The entries below contain a line with "pixel 106 210" and a line with "pixel 455 373". Quote exactly those two lines and all lines between them.

** MATERIAL SUPPLIED follows **

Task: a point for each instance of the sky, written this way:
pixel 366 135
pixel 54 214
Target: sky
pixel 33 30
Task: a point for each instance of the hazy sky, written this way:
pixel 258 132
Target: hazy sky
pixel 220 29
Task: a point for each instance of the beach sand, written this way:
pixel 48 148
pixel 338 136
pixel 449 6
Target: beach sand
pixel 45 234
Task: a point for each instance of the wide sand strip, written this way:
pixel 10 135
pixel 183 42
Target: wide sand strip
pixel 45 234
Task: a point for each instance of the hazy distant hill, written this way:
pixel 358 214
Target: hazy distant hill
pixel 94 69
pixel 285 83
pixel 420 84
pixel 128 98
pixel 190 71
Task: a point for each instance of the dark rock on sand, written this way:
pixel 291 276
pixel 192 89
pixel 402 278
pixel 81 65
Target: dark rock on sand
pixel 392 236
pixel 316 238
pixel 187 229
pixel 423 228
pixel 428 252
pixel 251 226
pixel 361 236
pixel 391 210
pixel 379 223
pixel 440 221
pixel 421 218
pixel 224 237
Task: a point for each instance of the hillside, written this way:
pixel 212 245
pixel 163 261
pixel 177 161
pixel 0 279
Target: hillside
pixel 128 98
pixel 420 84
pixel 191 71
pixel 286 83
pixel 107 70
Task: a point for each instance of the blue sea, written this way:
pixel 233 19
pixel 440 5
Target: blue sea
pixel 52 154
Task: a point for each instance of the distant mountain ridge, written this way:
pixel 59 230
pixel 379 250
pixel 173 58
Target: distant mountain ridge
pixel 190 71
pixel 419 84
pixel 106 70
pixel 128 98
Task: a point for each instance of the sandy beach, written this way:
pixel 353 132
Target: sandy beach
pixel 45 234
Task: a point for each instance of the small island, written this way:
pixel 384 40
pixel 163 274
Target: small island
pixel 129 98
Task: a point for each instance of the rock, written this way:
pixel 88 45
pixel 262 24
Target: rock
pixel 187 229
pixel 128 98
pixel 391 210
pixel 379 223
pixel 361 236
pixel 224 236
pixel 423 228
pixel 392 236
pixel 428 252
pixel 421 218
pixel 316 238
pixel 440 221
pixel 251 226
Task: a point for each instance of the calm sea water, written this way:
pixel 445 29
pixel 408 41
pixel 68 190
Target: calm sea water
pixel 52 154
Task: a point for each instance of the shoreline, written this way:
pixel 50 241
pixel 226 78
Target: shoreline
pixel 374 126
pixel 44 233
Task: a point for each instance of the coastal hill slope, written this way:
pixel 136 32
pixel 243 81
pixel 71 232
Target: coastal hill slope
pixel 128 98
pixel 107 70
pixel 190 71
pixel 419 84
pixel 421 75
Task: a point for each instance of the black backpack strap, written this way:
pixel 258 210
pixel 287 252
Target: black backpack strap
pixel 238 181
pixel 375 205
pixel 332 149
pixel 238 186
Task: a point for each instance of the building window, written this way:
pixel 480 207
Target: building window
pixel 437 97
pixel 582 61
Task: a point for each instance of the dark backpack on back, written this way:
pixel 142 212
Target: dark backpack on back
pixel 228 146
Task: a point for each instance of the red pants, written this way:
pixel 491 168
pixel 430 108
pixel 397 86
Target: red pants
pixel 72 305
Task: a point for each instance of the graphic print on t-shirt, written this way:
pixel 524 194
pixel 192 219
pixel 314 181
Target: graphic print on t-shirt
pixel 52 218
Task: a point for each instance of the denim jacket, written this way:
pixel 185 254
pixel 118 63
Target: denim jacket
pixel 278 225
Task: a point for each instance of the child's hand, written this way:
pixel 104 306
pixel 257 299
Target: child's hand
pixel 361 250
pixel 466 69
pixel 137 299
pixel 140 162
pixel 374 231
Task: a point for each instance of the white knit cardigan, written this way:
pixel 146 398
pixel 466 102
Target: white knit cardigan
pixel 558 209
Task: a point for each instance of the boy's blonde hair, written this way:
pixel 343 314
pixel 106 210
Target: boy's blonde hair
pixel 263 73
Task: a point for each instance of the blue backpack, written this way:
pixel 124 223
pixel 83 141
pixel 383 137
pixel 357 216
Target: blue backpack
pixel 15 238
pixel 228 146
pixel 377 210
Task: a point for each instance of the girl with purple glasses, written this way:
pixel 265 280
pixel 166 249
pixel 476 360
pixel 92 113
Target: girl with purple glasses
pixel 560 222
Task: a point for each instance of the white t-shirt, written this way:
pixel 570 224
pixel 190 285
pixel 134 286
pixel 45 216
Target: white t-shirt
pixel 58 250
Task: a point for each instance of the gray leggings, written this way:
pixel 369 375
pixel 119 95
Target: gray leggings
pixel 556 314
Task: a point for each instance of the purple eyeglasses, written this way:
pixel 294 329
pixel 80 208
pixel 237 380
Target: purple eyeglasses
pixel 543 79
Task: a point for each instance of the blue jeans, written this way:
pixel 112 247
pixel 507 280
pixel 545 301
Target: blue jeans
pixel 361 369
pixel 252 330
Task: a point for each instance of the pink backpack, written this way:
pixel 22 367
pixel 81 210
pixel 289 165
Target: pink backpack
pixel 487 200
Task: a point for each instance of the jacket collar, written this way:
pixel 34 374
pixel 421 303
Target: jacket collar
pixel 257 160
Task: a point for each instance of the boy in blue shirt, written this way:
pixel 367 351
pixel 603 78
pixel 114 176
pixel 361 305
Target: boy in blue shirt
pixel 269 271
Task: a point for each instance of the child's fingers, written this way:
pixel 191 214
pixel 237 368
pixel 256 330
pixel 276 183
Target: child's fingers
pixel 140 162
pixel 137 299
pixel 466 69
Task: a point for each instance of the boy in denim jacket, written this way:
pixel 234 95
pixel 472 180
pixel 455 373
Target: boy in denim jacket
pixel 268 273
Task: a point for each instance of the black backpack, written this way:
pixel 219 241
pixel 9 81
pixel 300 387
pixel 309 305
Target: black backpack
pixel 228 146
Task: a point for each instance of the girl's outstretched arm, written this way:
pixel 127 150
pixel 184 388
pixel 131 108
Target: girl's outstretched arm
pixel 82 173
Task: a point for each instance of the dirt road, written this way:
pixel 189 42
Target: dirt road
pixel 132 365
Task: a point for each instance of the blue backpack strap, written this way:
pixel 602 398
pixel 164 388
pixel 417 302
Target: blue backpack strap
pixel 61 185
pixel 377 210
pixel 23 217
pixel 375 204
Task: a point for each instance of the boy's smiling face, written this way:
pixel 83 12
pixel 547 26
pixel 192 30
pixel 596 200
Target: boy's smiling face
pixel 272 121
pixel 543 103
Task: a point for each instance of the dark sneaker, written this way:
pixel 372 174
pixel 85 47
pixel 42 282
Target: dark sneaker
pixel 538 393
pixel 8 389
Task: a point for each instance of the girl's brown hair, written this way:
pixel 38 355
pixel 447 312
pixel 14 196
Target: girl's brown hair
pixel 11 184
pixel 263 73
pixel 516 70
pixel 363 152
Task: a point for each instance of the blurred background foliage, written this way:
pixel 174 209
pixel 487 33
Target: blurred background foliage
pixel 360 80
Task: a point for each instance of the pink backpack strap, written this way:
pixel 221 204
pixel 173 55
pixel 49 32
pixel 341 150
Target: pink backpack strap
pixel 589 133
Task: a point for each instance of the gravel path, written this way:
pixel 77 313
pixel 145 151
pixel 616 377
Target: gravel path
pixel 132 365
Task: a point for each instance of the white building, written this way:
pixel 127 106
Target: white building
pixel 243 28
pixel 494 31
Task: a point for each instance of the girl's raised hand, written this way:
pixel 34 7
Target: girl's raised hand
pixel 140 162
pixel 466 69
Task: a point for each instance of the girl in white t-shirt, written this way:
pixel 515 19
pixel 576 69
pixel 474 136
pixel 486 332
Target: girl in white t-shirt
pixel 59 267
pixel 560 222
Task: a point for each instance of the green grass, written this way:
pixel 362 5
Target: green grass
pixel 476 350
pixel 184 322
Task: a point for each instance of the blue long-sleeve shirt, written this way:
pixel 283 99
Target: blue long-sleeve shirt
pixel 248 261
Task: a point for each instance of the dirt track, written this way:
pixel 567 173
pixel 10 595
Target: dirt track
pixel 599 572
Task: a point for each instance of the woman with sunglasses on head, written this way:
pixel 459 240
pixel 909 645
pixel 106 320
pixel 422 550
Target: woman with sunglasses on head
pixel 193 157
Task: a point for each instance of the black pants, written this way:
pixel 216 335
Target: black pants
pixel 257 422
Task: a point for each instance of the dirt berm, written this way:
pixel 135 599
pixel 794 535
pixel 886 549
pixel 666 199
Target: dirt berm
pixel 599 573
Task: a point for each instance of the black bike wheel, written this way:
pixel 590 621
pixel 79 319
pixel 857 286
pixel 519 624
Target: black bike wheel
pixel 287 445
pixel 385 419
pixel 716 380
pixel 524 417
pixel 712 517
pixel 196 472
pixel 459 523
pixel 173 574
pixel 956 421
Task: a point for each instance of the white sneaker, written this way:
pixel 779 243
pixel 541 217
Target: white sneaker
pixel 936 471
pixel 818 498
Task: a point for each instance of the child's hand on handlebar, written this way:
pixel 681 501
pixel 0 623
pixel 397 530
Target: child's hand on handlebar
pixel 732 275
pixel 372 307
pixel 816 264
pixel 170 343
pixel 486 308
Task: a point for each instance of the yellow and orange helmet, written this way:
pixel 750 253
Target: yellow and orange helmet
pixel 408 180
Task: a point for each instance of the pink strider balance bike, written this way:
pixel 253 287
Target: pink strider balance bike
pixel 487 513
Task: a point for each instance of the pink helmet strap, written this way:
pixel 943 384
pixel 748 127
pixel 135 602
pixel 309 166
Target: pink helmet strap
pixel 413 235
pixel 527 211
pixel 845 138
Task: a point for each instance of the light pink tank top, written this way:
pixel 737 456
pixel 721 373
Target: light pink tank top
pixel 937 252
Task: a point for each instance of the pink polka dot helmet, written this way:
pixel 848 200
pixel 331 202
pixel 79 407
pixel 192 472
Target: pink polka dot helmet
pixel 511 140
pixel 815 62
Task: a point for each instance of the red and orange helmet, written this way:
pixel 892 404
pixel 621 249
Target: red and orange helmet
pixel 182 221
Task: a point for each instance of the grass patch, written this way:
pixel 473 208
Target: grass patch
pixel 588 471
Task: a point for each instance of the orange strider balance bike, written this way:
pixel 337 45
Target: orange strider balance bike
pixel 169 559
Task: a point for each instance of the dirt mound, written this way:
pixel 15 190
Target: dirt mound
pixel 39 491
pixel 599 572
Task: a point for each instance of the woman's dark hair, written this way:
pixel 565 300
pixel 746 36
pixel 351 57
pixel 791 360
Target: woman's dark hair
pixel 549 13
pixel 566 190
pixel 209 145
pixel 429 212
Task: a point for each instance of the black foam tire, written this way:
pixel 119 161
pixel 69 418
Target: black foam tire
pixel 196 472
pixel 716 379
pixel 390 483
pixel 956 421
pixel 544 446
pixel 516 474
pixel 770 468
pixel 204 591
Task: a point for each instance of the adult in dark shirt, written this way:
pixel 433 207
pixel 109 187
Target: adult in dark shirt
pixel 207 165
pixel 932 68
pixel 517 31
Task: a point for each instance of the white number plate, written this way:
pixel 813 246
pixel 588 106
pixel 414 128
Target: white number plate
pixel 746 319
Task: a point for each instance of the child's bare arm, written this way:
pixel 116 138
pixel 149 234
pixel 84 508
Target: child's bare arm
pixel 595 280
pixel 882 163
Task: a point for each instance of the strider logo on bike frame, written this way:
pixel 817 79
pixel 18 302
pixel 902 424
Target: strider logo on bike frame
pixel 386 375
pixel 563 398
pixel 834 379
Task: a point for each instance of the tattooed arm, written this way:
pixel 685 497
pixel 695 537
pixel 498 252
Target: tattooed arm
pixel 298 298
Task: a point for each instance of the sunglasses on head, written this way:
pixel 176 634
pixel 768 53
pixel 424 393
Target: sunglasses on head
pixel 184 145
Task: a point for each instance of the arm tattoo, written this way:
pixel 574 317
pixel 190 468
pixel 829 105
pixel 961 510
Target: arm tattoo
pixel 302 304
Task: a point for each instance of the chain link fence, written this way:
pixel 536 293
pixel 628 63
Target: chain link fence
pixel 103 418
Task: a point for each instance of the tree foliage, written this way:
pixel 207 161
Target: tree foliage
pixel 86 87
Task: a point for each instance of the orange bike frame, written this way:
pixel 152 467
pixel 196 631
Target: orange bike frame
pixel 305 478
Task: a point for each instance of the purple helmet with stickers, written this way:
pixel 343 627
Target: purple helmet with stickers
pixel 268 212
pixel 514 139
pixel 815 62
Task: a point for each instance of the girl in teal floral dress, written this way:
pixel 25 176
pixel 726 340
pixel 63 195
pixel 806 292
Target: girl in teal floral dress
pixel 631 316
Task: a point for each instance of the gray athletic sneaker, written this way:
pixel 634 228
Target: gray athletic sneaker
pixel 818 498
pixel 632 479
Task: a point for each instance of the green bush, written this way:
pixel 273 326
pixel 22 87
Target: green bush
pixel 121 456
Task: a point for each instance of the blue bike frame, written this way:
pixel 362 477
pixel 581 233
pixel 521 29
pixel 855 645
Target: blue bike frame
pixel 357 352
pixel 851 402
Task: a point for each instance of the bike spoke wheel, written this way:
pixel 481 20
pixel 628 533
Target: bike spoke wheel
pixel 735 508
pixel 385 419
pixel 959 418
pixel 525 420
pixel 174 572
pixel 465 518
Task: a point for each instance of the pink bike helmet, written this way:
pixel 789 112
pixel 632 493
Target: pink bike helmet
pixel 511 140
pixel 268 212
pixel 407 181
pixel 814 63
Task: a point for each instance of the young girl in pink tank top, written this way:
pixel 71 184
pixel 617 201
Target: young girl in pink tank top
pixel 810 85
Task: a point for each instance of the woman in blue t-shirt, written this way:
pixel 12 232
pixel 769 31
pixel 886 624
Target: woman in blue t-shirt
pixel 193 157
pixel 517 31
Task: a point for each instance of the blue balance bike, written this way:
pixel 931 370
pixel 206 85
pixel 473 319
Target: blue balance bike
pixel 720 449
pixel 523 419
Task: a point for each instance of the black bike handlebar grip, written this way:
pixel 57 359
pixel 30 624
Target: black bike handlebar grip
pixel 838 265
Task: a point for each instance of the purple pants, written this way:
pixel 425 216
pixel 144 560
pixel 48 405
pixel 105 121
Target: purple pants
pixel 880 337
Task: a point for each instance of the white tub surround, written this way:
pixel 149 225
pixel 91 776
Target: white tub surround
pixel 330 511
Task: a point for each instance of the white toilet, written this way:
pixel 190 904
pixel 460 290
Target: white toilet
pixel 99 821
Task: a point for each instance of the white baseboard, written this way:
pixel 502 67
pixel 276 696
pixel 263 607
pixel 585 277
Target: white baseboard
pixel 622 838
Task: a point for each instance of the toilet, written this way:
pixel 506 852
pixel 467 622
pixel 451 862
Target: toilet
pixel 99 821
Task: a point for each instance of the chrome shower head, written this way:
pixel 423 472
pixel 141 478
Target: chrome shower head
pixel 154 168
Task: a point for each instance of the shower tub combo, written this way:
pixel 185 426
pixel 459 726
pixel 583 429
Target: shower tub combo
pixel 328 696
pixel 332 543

** End of MATERIAL SUPPLIED **

## REPLY TO THE TASK
pixel 106 210
Target: boy's blonde hair
pixel 263 73
Task: a point for each instance of the blue backpack, written this way:
pixel 124 223
pixel 83 141
pixel 383 137
pixel 357 216
Target: blue backpack
pixel 15 238
pixel 228 146
pixel 377 210
Task: a point for each instance of the girl with purple glasses, written this way:
pixel 265 280
pixel 166 249
pixel 476 360
pixel 92 113
Target: girl with purple glasses
pixel 560 222
Task: a point for each instance of the white t-shirt, written this way:
pixel 570 224
pixel 190 285
pixel 134 286
pixel 45 216
Target: white t-shirt
pixel 58 250
Task: a point for each instance of the gray leggings, written this way:
pixel 369 375
pixel 119 95
Target: gray leggings
pixel 556 314
Task: a point for each instance of the purple eyeglasses, written this way:
pixel 294 329
pixel 80 208
pixel 237 380
Target: purple eyeglasses
pixel 543 79
Task: a point for each instance of the blue jeans, written this way:
pixel 112 247
pixel 507 280
pixel 545 301
Target: blue jeans
pixel 361 369
pixel 252 330
Task: a point for each instance of the pink backpack, written this way:
pixel 22 367
pixel 81 210
pixel 289 165
Target: pink backpack
pixel 487 200
Task: a point for each instance of the jacket collar, written this way:
pixel 34 374
pixel 421 303
Target: jacket collar
pixel 257 160
Task: a point for each instance of the boy in blue shirt, written this way:
pixel 367 351
pixel 603 78
pixel 114 176
pixel 361 305
Target: boy in blue shirt
pixel 269 271
Task: a point for each instance of the child's fingers, written this way:
pixel 191 214
pixel 237 368
pixel 256 330
pixel 276 183
Target: child's fingers
pixel 140 162
pixel 137 299
pixel 466 69
Task: a point for each instance of the boy in denim jacket, written this way:
pixel 234 95
pixel 472 180
pixel 455 373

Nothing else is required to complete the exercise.